TASKS FOR THIS EXERCISE:
• A. In the neural graph differential equations tutorial, which dataset is the classification performed on?
• B. Carry on with the neural graph differential equations tutorial from the point where it ends.

SELECTED PASSAGE:
——————————
Neural Graph Differential Equations

This tutorial has been adapted from here.

In this tutorial we will use Graph Differential Equations (GDEs) to perform classification on the CORA Dataset. We shall be using the Graph Neural Networks primitives from the package GraphNeuralNetworks.

# Load the packages
using GraphNeuralNetworks, DifferentialEquations
using DiffEqFlux: NeuralODE
using GraphNeuralNetworks.GNNGraphs: normalized_adjacency
using Lux, NNlib, Optimisers, Zygote, Random, ComponentArrays
using Lux: AbstractExplicitLayer, glorot_normal, zeros32
import Lux: initialparameters, initialstates
using SciMLSensitivity
using Statistics: mean
using MLDatasets: Cora
using CUDA
CUDA.allowscalar(false)
device = CUDA.functional() ? gpu : cpu

# Download the dataset
dataset = Cora();

# Preprocess the data and compute adjacency matrix
classes = dataset.metadata["classes"]
g = mldataset2gnngraph(dataset) |> device
onehotbatch(data,labels)= device(labels).==reshape(data, 1,size(data)...)
onecold(y) =  map(argmax,eachcol(y))
X = g.ndata.features
y = onehotbatch(g.ndata.targets, classes) # a dense matrix is not the optimal, but we don't want to use Flux here

à = normalized_adjacency(g, add_self_loops=true) |> device

(; train_mask, val_mask, test_mask) = g.ndata
ytrain = y[:,train_mask]

# Model and Data Configuration
nin = size(X, 1)
nhidden = 16
nout = length(classes)
——————————
INFORMATION SHOWN:
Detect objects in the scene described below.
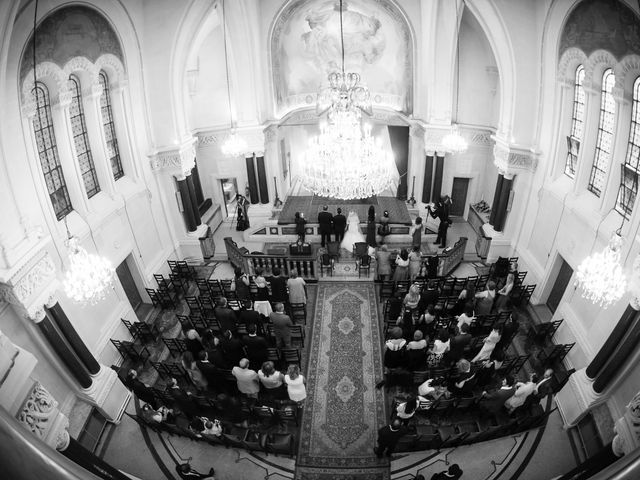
——————————
THE RESULTS:
• A. The CORA Dataset.

• B.
epochs = 20

# Define the graph neural network
struct ExplicitGCNConv{F1,F2,F3,F4} <: AbstractExplicitLayer
    in_chs::Int
    out_chs::Int
    activation::F1
    init_Ã::F2  # nomalized_adjacency matrix
    init_weight::F3
    init_bias::F4
end

function Base.show(io::IO, l::ExplicitGCNConv)
    print(io, "ExplicitGCNConv($(l.in_chs) => $(l.out_chs)")
    (l.activation == identity) || print(io, ", ", l.activation)
    print(io, ")")
end

function initialparameters(rng::AbstractRNG, d::ExplicitGCNConv)
        return (weight=d.init_weight(rng, d.out_chs, d.in_chs),
                bias=d.init_bias(rng, d.out_chs, 1))
end

initialstates(rng::AbstractRNG, d::ExplicitGCNConv) = (Ã = d.init_Ã(),)


function ExplicitGCNConv(Ã, ch::Pair{Int,Int}, activation = identity;
                         init_weight=glorot_normal, init_bias=zeros32) 
    init_Ã = ()->copy(Ã)
    return ExplicitGCNConv{typeof(activation), typeof(init_Ã), typeof(init_weight), typeof(init_bias)}(first(ch), last(ch), activation, 
                                                                                                       init_Ã, init_weight, init_bias)
end

function (l::ExplicitGCNConv)(x::AbstractMatrix, ps, st::NamedTuple)
    z = ps.weight * x * st.Ã
    return l.activation.(z .+ ps.bias), st
end

# Define the Neural GDE
function diffeqsol_to_array(x::ODESolution{T, N, <:AbstractVector{<:CuArray}}) where {T, N}
    return dropdims(gpu(x); dims=3)
end
diffeqsol_to_array(x::ODESolution) = dropdims(Array(x); dims=3)

# make NeuralODE work with Lux.Chain
# remove this once https://github.com/SciML/DiffEqFlux.jl/issues/727 is fixed
initialparameters(rng::AbstractRNG, node::NeuralODE) = initialparameters(rng, node.model) 
initialstates(rng::AbstractRNG, node::NeuralODE) = initialstates(rng, node.model)

gnn = Chain(ExplicitGCNConv(Ã, nhidden => nhidden, relu),
            ExplicitGCNConv(Ã, nhidden => nhidden, relu))

node = NeuralODE(gnn, (0.f0, 1.f0), Tsit5(), save_everystep = false,
                 reltol = 1e-3, abstol = 1e-3, save_start = false)                

model = Chain(ExplicitGCNConv(Ã, nin => nhidden, relu),
              node,
              diffeqsol_to_array,
              Dense(nhidden, nout))

# Loss
logitcrossentropy(ŷ, y) = mean(-sum(y .* logsoftmax(ŷ); dims=1))

function loss(x, y, mask, model, ps, st)
    ŷ, st = model(x, ps, st)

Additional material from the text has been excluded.